- [Records shown]

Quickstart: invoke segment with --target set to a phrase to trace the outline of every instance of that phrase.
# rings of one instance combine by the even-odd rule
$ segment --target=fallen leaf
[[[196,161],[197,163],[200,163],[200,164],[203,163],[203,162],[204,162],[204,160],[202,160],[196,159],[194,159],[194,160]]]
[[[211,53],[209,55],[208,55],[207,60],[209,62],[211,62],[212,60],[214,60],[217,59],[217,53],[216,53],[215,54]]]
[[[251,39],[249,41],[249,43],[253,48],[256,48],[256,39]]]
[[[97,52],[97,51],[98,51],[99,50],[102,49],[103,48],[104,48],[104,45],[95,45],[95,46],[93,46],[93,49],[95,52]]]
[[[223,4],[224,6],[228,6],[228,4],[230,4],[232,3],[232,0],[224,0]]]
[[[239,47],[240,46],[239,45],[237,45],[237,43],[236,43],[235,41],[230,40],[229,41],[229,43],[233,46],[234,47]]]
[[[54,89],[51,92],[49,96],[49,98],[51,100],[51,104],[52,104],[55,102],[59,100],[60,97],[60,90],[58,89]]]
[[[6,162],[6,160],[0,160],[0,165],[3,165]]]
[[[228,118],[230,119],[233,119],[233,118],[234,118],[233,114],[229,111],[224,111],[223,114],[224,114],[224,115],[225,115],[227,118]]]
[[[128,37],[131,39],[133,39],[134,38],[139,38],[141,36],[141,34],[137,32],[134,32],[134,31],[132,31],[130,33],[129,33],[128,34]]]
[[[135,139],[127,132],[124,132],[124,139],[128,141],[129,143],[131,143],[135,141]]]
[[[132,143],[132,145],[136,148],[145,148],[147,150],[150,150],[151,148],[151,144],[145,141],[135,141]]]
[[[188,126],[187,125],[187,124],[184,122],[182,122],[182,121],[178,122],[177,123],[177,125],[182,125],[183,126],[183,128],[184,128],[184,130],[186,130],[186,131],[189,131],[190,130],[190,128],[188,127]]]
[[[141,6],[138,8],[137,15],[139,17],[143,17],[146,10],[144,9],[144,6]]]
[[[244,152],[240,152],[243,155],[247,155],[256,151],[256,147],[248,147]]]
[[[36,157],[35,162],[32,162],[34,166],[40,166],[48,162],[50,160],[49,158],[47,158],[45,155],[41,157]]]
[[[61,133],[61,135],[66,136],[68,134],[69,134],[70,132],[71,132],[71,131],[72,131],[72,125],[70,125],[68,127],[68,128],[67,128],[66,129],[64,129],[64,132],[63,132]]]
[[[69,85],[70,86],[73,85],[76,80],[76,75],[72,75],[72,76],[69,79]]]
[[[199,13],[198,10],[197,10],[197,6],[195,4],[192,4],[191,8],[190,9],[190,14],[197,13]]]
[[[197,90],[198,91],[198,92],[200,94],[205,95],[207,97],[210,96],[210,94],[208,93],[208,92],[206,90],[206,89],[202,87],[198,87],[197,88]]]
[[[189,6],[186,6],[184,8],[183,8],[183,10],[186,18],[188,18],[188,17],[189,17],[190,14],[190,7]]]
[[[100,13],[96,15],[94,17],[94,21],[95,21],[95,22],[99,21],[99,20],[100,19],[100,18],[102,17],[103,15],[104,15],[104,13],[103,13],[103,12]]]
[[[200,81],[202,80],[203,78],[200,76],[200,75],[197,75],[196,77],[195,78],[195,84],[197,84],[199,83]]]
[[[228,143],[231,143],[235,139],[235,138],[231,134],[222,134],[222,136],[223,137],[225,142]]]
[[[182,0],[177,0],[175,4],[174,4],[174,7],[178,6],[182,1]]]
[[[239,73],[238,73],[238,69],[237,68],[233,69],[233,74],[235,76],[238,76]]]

- [Given problem]
Rewrite all of the records with "fallen leaf" changed to "maple leaf", leaving everything else as it is.

- [Result below]
Quickstart: invoke segment with --target set to a phrase to trace the outline of every instance of that phrase.
# rings of one instance combine by the even-odd rule
$ segment --target=maple leaf
[[[196,161],[197,163],[200,163],[200,164],[203,163],[203,162],[204,162],[204,160],[202,160],[196,159],[194,159],[194,160]]]
[[[211,53],[209,55],[208,55],[207,60],[209,62],[211,62],[212,60],[214,60],[217,59],[217,53],[216,53],[215,54]]]
[[[251,39],[249,41],[249,43],[253,48],[256,48],[256,39]]]
[[[97,52],[97,51],[98,51],[99,50],[102,49],[103,48],[104,48],[104,45],[95,45],[95,46],[93,46],[93,49],[95,52]]]
[[[223,4],[224,6],[228,6],[228,4],[230,4],[232,3],[232,0],[224,0]]]
[[[239,47],[240,46],[239,45],[237,45],[237,43],[236,43],[235,41],[230,40],[229,41],[229,43],[233,46],[234,47]]]
[[[54,89],[51,92],[49,96],[49,98],[51,100],[51,104],[52,104],[55,102],[59,100],[60,97],[60,90],[58,89]]]
[[[6,162],[6,160],[0,160],[0,165],[3,165]]]
[[[228,118],[230,119],[233,119],[233,118],[234,118],[233,114],[229,111],[224,111],[223,114],[224,114],[224,115],[225,115],[227,118]]]
[[[128,37],[131,39],[133,39],[134,38],[139,38],[141,36],[141,34],[137,32],[134,32],[134,31],[132,31],[130,33],[129,33],[128,34]]]
[[[135,139],[127,132],[124,132],[124,139],[128,141],[129,143],[131,143],[135,141]]]
[[[132,143],[132,145],[136,148],[145,148],[147,150],[150,150],[151,148],[151,144],[145,141],[135,141]]]
[[[188,126],[187,125],[187,124],[184,122],[182,122],[182,121],[178,122],[177,123],[177,125],[182,125],[183,126],[183,128],[184,128],[184,130],[186,130],[186,131],[189,131],[190,130],[190,128],[188,127]]]
[[[141,6],[138,8],[137,15],[139,17],[143,17],[146,10],[144,9],[144,6]]]
[[[244,152],[240,152],[243,155],[247,155],[256,151],[256,147],[248,147]]]
[[[36,157],[35,162],[32,162],[34,166],[40,166],[48,162],[50,160],[49,158],[47,158],[45,155],[41,157]]]
[[[61,133],[61,135],[66,136],[68,134],[69,134],[70,132],[71,132],[71,131],[72,131],[72,125],[70,125],[68,127],[68,128],[67,128],[66,129],[64,129],[64,132],[63,132]]]
[[[69,85],[70,86],[73,85],[76,80],[76,75],[72,75],[72,76],[69,79]]]
[[[199,13],[198,10],[197,10],[197,6],[195,4],[192,4],[191,8],[190,9],[190,14],[197,13]]]
[[[197,90],[198,91],[198,92],[200,94],[205,95],[207,97],[210,96],[210,94],[208,93],[208,92],[206,90],[206,89],[202,87],[198,87],[197,88]]]
[[[189,6],[186,6],[184,8],[183,8],[183,10],[186,18],[188,18],[188,17],[189,17],[190,14],[190,7]]]
[[[100,13],[96,15],[94,17],[94,21],[95,21],[95,22],[99,21],[99,20],[100,19],[100,18],[102,17],[103,15],[104,15],[104,13],[103,13],[103,12]]]
[[[200,81],[202,80],[203,78],[200,76],[200,75],[197,75],[196,77],[195,78],[195,84],[197,84],[199,83]]]
[[[228,143],[231,143],[235,139],[235,138],[231,134],[222,134],[222,136],[223,137],[225,142]]]
[[[182,0],[177,0],[175,4],[174,4],[174,7],[178,6],[182,1]]]
[[[239,73],[238,73],[238,69],[237,68],[233,69],[233,74],[235,76],[238,76]]]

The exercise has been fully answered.